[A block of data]
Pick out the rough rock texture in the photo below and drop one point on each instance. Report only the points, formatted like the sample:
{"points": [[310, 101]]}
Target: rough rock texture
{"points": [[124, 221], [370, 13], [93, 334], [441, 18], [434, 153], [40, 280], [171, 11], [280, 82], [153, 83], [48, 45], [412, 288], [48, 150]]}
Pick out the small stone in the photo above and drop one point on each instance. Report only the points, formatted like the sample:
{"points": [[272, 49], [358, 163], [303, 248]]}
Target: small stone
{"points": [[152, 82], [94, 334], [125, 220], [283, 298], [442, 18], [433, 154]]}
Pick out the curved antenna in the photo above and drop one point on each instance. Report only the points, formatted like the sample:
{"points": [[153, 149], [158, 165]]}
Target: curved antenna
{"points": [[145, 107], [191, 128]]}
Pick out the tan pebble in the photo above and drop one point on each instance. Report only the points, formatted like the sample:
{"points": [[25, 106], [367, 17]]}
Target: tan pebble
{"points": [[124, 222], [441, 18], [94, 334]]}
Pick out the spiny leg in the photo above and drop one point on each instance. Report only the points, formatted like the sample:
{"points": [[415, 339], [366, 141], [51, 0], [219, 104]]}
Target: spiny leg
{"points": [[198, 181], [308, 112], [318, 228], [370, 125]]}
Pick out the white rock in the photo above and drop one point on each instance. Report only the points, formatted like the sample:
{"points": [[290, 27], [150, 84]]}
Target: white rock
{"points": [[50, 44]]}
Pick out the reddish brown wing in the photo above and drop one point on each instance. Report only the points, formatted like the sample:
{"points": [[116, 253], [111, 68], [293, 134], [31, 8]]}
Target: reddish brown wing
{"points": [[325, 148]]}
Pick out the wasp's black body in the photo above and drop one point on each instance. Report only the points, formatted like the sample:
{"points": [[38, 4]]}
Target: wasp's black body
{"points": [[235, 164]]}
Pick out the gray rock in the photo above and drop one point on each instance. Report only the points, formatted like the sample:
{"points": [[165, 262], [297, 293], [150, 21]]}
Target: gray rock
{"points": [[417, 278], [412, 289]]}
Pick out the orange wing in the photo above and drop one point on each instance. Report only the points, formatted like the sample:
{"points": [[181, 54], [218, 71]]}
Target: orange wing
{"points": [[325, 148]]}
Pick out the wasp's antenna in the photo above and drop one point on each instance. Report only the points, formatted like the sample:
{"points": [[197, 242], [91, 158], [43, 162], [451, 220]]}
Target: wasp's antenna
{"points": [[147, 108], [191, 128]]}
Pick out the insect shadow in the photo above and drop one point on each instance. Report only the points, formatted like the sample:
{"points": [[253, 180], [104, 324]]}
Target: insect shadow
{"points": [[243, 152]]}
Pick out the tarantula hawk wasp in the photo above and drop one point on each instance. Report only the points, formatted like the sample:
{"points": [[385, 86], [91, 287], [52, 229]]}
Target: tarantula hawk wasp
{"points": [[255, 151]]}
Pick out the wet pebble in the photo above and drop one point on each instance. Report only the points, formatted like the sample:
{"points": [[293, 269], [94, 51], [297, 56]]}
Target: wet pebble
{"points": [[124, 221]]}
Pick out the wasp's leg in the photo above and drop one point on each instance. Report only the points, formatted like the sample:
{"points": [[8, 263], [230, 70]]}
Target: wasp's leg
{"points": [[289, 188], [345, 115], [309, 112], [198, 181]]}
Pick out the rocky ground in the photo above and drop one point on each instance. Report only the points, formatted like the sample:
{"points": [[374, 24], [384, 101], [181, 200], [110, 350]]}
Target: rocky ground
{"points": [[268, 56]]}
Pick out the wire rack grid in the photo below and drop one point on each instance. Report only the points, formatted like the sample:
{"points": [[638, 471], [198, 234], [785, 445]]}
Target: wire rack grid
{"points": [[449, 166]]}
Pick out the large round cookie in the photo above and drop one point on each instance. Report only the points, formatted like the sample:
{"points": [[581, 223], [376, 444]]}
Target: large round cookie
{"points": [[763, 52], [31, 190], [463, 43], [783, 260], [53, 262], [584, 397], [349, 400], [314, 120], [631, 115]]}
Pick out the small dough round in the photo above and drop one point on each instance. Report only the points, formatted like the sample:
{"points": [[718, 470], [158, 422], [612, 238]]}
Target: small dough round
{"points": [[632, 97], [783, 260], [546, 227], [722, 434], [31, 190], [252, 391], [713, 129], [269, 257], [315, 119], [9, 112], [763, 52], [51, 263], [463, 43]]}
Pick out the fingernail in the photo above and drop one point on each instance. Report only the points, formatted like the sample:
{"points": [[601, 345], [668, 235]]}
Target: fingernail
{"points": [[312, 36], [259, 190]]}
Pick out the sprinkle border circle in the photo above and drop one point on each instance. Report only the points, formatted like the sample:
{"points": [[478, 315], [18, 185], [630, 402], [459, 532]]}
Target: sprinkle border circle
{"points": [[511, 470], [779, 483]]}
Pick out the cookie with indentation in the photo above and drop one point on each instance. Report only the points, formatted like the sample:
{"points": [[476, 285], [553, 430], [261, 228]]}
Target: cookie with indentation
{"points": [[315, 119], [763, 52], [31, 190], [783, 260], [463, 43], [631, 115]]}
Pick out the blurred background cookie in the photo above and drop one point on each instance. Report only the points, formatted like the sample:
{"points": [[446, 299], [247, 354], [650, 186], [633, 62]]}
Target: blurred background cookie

Aim - Update the data above by replacing "drop one point" with "place a single point" everywhere it occurs, and leave every other part unchanged.

Solution below -
Pick out the rough rock texture in the photo below and place a single point on each instance. Report only the points, formatted like the sample:
{"points": [[310, 101]]}
Target: rough rock texture
{"points": [[124, 221], [370, 13], [93, 334], [441, 18], [434, 153], [40, 280], [171, 11], [280, 82], [153, 83], [48, 45], [412, 288], [48, 150]]}
Pick out the small stone in the photo above and place a single point on each instance. Report only the points, formatted like the sample:
{"points": [[272, 49], [358, 163], [303, 248]]}
Target: small stone
{"points": [[152, 82], [94, 334], [125, 220], [283, 298], [442, 18], [433, 154]]}
Pick out the curved antenna in the photo above and place a single point on each instance. Report only the points, formatted like the sample:
{"points": [[153, 149], [158, 165]]}
Target: curved antenna
{"points": [[145, 107], [191, 128]]}
Pick out the tan pebble in the photo above and place a single point on each instance. Report only the points, formatted like the sample:
{"points": [[25, 106], [367, 17]]}
Target: tan pebble
{"points": [[124, 222], [441, 18], [94, 334]]}
Pick out the spiny leg in the photo above and place a single point on each instance. Report only the points, formatted like the sample:
{"points": [[415, 339], [366, 141], [51, 0], [219, 104]]}
Target: spiny leg
{"points": [[198, 181], [308, 112], [318, 228], [370, 125]]}
Pick out the white rock in the photo above and place a single point on each instance. Report only the points, formatted like the sample:
{"points": [[290, 27], [150, 84]]}
Target: white rock
{"points": [[50, 44]]}
Pick out the reddish brown wing in the photo above and place a single point on each instance. Report only the points, formatted like the sample:
{"points": [[116, 253], [111, 68], [293, 134], [31, 8]]}
Target: reddish brown wing
{"points": [[325, 148]]}
Pick out the wasp's black body in the photo above and place a single point on each instance. Report only the points, formatted like the sample:
{"points": [[38, 4]]}
Target: wasp's black body
{"points": [[235, 164]]}
Pick out the gray rock in the photo above and place a single point on each instance. Report only the points, formatted like the sample:
{"points": [[165, 262], [297, 293], [150, 21]]}
Target: gray rock
{"points": [[417, 278], [412, 289]]}
Pick out the orange wing in the photo above and place a single point on each instance. Report only the points, formatted like the sample:
{"points": [[181, 54], [218, 71]]}
Target: orange wing
{"points": [[325, 148]]}
Pick out the wasp's antenna in the photo above and place a single point on each instance. Report only the points, formatted like the sample:
{"points": [[197, 242], [91, 158], [43, 162], [451, 220]]}
Target: wasp's antenna
{"points": [[147, 108], [191, 128]]}
Pick out the insect shadow in the photo above and place a single point on each instance. Report only the points, formatted like the sample:
{"points": [[253, 180], [104, 324]]}
Target: insect shadow
{"points": [[243, 152]]}
Pick out the tarantula hawk wasp in the photo above and place a single point on each instance. Report only the points, formatted like the sample:
{"points": [[385, 86], [91, 287], [52, 229]]}
Target: tarantula hawk wasp
{"points": [[255, 151]]}
Pick out the wet pebble in the photo above and place a single point on each instance. Report only the points, formatted like the sample:
{"points": [[293, 269], [94, 51], [297, 56]]}
Target: wet pebble
{"points": [[124, 221]]}
Pick out the wasp's leg in the photo above and place a single point on each instance. Report only the points, formatted like the sample:
{"points": [[8, 263], [230, 70]]}
Target: wasp's leg
{"points": [[289, 188], [345, 115], [309, 112], [198, 181]]}
Pick out the rocky ground in the photo above and place a single point on each instance. Report only the points, formatted like the sample:
{"points": [[374, 24], [384, 101], [181, 200], [110, 350]]}
Target: rocky ground
{"points": [[268, 56]]}
Pick out the wire rack grid in the photo below and place a single point on each instance. Report only the points, formatted like the sample:
{"points": [[638, 471], [198, 234], [785, 445]]}
Target: wire rack grid
{"points": [[449, 166]]}
Pick out the large round cookie in the photo above and place a single point on each instance. Report only the points, formatted like the sample:
{"points": [[581, 223], [376, 444]]}
Target: large round cookie
{"points": [[763, 52], [31, 190], [463, 43], [783, 260], [53, 262], [584, 397], [349, 400], [314, 120], [631, 115]]}
Pick out the small dough round in the photo above and place a single point on each instance. Report only the points, formatted like the sample:
{"points": [[718, 470], [158, 422], [612, 238]]}
Target: small dough round
{"points": [[632, 97], [783, 260], [546, 227], [722, 434], [31, 190], [252, 391], [713, 129], [269, 257], [315, 119], [9, 112], [763, 52], [51, 263], [463, 43]]}
Pick out the fingernail in the photo above and place a single point on each instance. Report only the points, formatted like the sample:
{"points": [[601, 345], [668, 235]]}
Target: fingernail
{"points": [[312, 36], [259, 190]]}
Pick out the sprinkle border circle in the photo above and place a single point on each instance. Report only the points, formatted like the sample:
{"points": [[478, 315], [18, 185], [630, 402], [459, 532]]}
Target: sprinkle border circle
{"points": [[511, 470], [779, 483]]}
Pick out the cookie with indentation in the photo above and place a single point on each instance. Report only the points, formatted like the sample:
{"points": [[476, 285], [553, 430], [261, 228]]}
Target: cookie with indentation
{"points": [[315, 119], [763, 52], [31, 190], [783, 260], [463, 43], [631, 115]]}
Pick out the blurred background cookie in the photo above and place a single point on each instance. Report only the points, formatted like the sample:
{"points": [[446, 299], [247, 354], [650, 186], [633, 62]]}
Target: blurred background cookie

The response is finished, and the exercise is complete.